_Required work_.
Pick out every line in the records below that contains the string "ceiling" and copy each one in full. Case counts, so a line only matches if the letters have the same upper- and lowercase.

_Recorded information_.
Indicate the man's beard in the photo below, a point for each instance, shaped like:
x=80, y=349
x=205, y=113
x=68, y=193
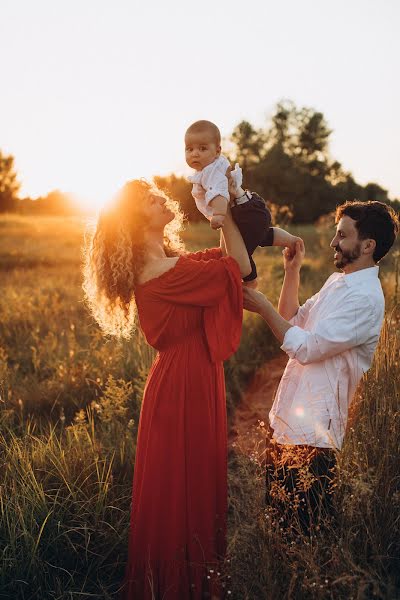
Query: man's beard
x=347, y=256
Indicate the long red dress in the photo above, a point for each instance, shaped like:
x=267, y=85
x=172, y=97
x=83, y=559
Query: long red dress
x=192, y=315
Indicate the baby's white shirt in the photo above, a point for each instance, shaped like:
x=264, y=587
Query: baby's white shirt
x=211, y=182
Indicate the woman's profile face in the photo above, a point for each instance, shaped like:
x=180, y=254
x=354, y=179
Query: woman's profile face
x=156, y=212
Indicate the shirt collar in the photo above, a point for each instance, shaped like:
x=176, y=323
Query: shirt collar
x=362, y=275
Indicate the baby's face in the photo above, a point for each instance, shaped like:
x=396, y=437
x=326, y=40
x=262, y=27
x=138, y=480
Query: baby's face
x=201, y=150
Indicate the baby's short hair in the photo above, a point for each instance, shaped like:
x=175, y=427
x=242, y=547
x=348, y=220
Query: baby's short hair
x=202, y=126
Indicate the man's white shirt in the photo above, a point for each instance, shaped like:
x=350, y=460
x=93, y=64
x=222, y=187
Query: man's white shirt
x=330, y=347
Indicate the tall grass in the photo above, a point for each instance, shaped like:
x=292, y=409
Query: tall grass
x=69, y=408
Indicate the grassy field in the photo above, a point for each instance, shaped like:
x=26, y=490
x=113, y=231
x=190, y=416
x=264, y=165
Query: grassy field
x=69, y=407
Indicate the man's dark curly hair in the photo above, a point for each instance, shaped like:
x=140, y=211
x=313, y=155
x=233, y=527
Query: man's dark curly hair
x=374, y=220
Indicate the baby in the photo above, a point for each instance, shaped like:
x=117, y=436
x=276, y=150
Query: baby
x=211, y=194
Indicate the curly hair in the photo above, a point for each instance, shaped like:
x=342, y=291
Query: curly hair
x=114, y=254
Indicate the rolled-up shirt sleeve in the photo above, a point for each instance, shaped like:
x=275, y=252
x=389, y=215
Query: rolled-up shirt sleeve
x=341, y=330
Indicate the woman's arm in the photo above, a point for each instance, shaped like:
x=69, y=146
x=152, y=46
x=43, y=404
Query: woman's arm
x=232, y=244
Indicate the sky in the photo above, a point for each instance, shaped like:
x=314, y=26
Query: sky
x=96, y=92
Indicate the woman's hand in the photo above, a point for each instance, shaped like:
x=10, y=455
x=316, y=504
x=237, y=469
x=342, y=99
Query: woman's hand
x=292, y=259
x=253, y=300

---

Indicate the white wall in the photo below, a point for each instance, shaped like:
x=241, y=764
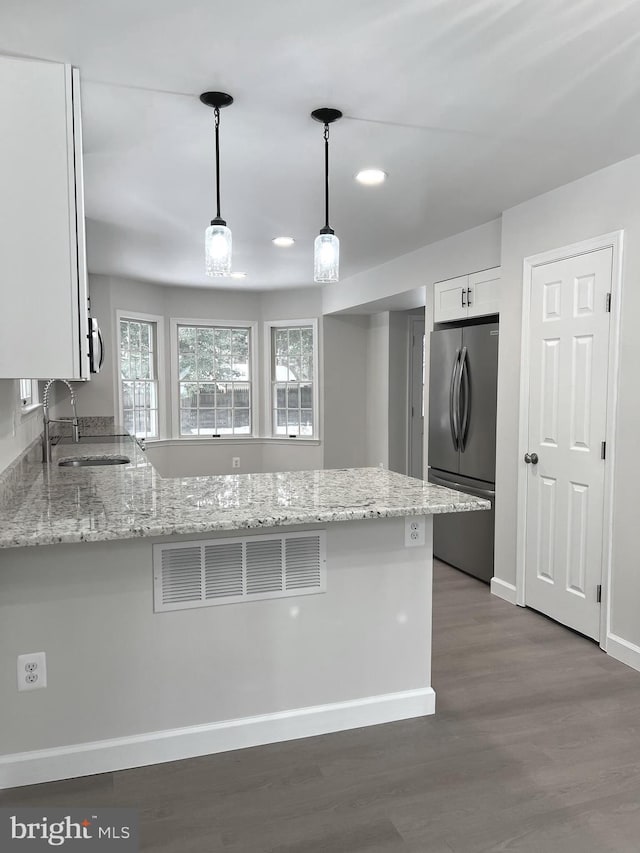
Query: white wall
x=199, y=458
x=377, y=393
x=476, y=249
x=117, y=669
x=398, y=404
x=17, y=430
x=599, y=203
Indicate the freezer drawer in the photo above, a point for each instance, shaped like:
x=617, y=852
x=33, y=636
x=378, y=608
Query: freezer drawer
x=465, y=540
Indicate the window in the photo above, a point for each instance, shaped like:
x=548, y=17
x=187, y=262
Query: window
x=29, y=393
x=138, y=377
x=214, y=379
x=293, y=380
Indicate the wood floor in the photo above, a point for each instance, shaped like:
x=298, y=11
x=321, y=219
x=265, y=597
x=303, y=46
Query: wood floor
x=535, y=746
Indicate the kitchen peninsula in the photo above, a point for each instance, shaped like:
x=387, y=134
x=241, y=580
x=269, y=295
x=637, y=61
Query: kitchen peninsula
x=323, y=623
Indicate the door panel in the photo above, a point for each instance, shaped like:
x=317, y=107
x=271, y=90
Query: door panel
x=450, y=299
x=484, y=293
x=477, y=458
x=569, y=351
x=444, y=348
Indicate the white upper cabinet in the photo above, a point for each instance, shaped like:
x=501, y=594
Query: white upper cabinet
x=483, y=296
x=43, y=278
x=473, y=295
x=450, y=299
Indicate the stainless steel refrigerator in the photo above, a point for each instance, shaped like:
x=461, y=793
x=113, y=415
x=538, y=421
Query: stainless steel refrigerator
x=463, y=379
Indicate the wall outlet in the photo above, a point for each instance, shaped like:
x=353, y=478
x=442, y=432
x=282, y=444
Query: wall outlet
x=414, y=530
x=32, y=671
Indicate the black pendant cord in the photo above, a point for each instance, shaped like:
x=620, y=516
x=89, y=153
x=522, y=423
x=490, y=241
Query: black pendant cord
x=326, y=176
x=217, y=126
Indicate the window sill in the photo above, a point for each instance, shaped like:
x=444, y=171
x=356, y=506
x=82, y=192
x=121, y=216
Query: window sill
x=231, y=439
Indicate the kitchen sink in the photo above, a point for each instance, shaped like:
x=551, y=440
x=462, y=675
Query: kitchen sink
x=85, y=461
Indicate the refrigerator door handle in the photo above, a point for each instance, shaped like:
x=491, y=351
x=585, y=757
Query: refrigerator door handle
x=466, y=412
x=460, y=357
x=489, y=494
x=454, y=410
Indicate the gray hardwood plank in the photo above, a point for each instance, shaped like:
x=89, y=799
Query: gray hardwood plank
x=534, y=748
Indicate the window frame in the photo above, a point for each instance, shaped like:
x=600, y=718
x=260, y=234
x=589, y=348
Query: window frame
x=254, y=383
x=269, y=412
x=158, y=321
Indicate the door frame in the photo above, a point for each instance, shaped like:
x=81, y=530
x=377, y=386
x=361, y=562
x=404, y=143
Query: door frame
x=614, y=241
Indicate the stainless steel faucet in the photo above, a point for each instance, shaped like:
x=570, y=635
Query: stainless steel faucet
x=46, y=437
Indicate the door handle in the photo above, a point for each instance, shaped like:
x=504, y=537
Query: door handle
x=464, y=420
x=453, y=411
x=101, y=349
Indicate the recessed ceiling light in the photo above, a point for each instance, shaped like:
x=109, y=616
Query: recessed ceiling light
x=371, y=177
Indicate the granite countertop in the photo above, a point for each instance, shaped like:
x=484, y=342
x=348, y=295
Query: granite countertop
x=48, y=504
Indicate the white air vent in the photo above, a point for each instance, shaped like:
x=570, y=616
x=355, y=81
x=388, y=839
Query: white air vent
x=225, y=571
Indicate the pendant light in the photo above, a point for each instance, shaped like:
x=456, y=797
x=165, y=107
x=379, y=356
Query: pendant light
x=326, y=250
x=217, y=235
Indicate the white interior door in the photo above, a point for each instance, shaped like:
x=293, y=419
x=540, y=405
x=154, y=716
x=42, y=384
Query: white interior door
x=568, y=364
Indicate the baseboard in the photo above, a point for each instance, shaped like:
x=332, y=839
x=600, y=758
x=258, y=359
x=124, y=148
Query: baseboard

...

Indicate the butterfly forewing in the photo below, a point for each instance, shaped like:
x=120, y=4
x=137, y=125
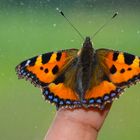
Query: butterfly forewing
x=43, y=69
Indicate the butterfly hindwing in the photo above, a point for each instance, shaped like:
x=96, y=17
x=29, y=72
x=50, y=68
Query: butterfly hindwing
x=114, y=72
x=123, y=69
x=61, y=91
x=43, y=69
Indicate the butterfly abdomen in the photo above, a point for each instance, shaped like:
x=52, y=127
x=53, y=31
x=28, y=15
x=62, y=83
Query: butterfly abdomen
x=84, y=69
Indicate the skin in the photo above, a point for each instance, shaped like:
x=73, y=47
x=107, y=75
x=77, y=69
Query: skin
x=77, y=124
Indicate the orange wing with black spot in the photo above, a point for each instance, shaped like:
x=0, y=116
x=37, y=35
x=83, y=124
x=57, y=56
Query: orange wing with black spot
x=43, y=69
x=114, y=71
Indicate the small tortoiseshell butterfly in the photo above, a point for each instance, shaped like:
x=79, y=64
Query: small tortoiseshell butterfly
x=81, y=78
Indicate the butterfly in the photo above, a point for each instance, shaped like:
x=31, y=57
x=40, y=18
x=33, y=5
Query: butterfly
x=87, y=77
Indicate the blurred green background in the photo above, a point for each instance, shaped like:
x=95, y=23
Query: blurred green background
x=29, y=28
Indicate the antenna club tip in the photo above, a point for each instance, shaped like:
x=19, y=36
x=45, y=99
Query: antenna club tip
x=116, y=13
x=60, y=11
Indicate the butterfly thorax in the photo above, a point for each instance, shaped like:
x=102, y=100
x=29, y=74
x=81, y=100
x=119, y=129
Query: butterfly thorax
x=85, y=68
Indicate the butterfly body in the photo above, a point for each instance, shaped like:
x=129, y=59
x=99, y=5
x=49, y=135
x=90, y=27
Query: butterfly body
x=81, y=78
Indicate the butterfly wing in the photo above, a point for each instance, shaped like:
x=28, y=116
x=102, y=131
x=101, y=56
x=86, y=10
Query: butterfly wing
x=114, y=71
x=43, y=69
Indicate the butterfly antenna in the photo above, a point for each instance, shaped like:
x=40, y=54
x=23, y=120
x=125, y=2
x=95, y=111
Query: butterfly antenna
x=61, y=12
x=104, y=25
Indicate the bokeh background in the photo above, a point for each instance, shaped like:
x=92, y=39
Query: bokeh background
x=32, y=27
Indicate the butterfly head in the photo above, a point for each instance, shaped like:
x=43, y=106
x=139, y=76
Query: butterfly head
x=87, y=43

_Worked answer_.
Indicate the recessed ceiling light in the photo above, a point for each instance, shaped like:
Query: recessed ceiling light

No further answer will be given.